_Data for processing_
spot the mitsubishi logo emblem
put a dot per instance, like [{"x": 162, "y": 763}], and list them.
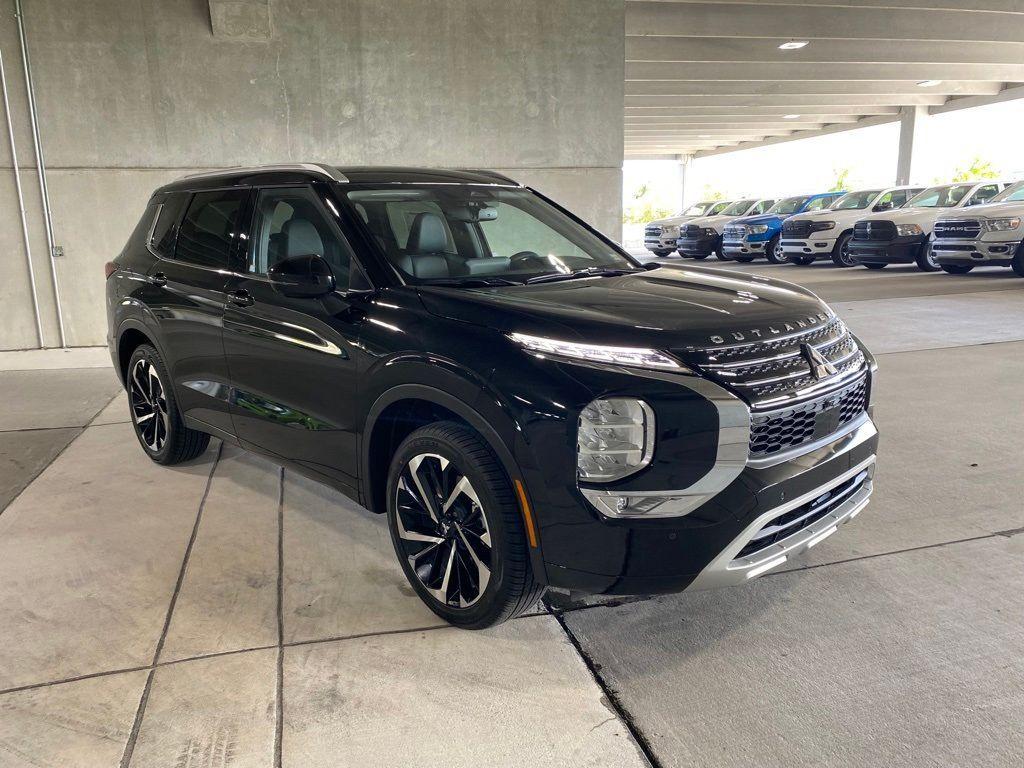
[{"x": 820, "y": 368}]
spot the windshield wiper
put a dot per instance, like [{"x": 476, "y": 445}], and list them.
[{"x": 591, "y": 271}]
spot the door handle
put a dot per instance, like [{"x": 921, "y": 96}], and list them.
[{"x": 241, "y": 298}]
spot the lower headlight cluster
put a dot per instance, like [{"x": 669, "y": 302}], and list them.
[{"x": 615, "y": 438}]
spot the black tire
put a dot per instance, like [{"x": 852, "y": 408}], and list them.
[
  {"x": 774, "y": 253},
  {"x": 510, "y": 588},
  {"x": 841, "y": 251},
  {"x": 1018, "y": 263},
  {"x": 926, "y": 259},
  {"x": 154, "y": 411}
]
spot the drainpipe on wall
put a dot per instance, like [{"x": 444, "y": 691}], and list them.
[
  {"x": 20, "y": 202},
  {"x": 40, "y": 167}
]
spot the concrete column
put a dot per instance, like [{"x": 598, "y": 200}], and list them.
[{"x": 911, "y": 124}]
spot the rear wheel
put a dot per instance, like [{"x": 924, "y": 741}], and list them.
[
  {"x": 926, "y": 259},
  {"x": 774, "y": 252},
  {"x": 956, "y": 268},
  {"x": 155, "y": 415},
  {"x": 841, "y": 252},
  {"x": 456, "y": 527}
]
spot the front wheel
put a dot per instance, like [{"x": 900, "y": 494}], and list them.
[
  {"x": 956, "y": 268},
  {"x": 841, "y": 253},
  {"x": 456, "y": 527},
  {"x": 155, "y": 415},
  {"x": 774, "y": 252},
  {"x": 926, "y": 259}
]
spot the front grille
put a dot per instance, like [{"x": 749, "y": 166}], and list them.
[
  {"x": 875, "y": 230},
  {"x": 797, "y": 519},
  {"x": 957, "y": 229},
  {"x": 796, "y": 228},
  {"x": 773, "y": 370},
  {"x": 779, "y": 431}
]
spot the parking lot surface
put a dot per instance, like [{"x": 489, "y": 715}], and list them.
[{"x": 227, "y": 612}]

_What to produce_
Give the records again exactly, minus the pictures.

_The answer_
spot the mitsubishi logo emblem
put a dot per instance, like [{"x": 162, "y": 763}], and list them.
[{"x": 820, "y": 368}]
spot the windshield wiper
put a dot per instance, like [{"x": 476, "y": 445}], and list them.
[{"x": 591, "y": 271}]
spot the door handle
put a dot per instance, like [{"x": 921, "y": 96}], and list them.
[{"x": 241, "y": 298}]
spot the lower headlight cluster
put a dot per instance, like [{"x": 669, "y": 302}], and list them.
[{"x": 615, "y": 438}]
spot the black tire
put a dot per instance, like [{"x": 852, "y": 408}], and list them.
[
  {"x": 774, "y": 253},
  {"x": 510, "y": 588},
  {"x": 841, "y": 251},
  {"x": 1018, "y": 263},
  {"x": 926, "y": 259},
  {"x": 154, "y": 411}
]
spot the drainpipe on wall
put a dot per instance, like [{"x": 444, "y": 691}], and list them.
[
  {"x": 20, "y": 202},
  {"x": 40, "y": 167}
]
spot the concrete column
put a dot per instance, like [{"x": 598, "y": 200}], and list them.
[{"x": 911, "y": 124}]
spot the rear wheel
put a dot per instance, like [{"x": 924, "y": 741}], and list them.
[
  {"x": 926, "y": 259},
  {"x": 774, "y": 252},
  {"x": 956, "y": 268},
  {"x": 155, "y": 415},
  {"x": 841, "y": 252},
  {"x": 456, "y": 527}
]
spot the front wheel
put a dot per instance, like [{"x": 900, "y": 494}], and list them.
[
  {"x": 956, "y": 268},
  {"x": 841, "y": 253},
  {"x": 456, "y": 527},
  {"x": 155, "y": 415},
  {"x": 774, "y": 252},
  {"x": 926, "y": 259}
]
spot the front grille
put a dot per instance, like [{"x": 749, "y": 166}], and list them.
[
  {"x": 875, "y": 230},
  {"x": 797, "y": 519},
  {"x": 957, "y": 229},
  {"x": 796, "y": 228},
  {"x": 773, "y": 370},
  {"x": 779, "y": 431}
]
spot the parking lot surface
put a dot per instance, like [{"x": 489, "y": 715}], and list them.
[{"x": 227, "y": 612}]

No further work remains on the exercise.